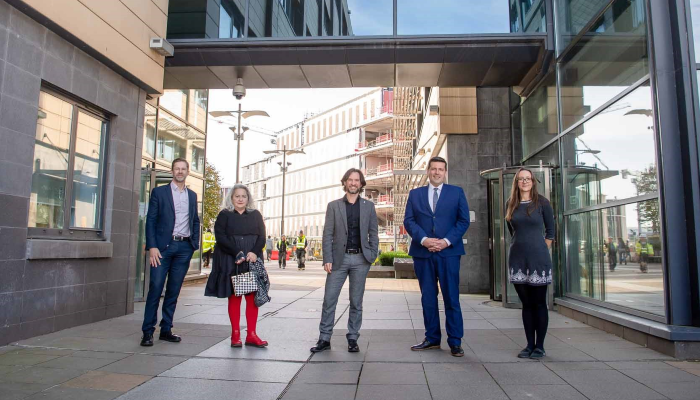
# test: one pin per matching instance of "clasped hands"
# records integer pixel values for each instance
(435, 245)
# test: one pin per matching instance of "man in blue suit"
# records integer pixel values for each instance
(172, 236)
(437, 216)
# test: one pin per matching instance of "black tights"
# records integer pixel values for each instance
(535, 315)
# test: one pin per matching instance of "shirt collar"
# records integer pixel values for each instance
(439, 188)
(345, 199)
(174, 187)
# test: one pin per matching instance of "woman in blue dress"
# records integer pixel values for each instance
(530, 221)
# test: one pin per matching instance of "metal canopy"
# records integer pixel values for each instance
(467, 60)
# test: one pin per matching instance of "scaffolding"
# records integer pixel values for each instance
(407, 103)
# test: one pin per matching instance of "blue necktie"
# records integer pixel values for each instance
(435, 197)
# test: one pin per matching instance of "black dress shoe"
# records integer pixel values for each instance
□ □ □ □ □
Pull every line with the word "dress" from the data.

* Exercise answer *
# test: one pin per matching instance of "woman in blue dress"
# test: one pin per matching instance of "black dress shoe"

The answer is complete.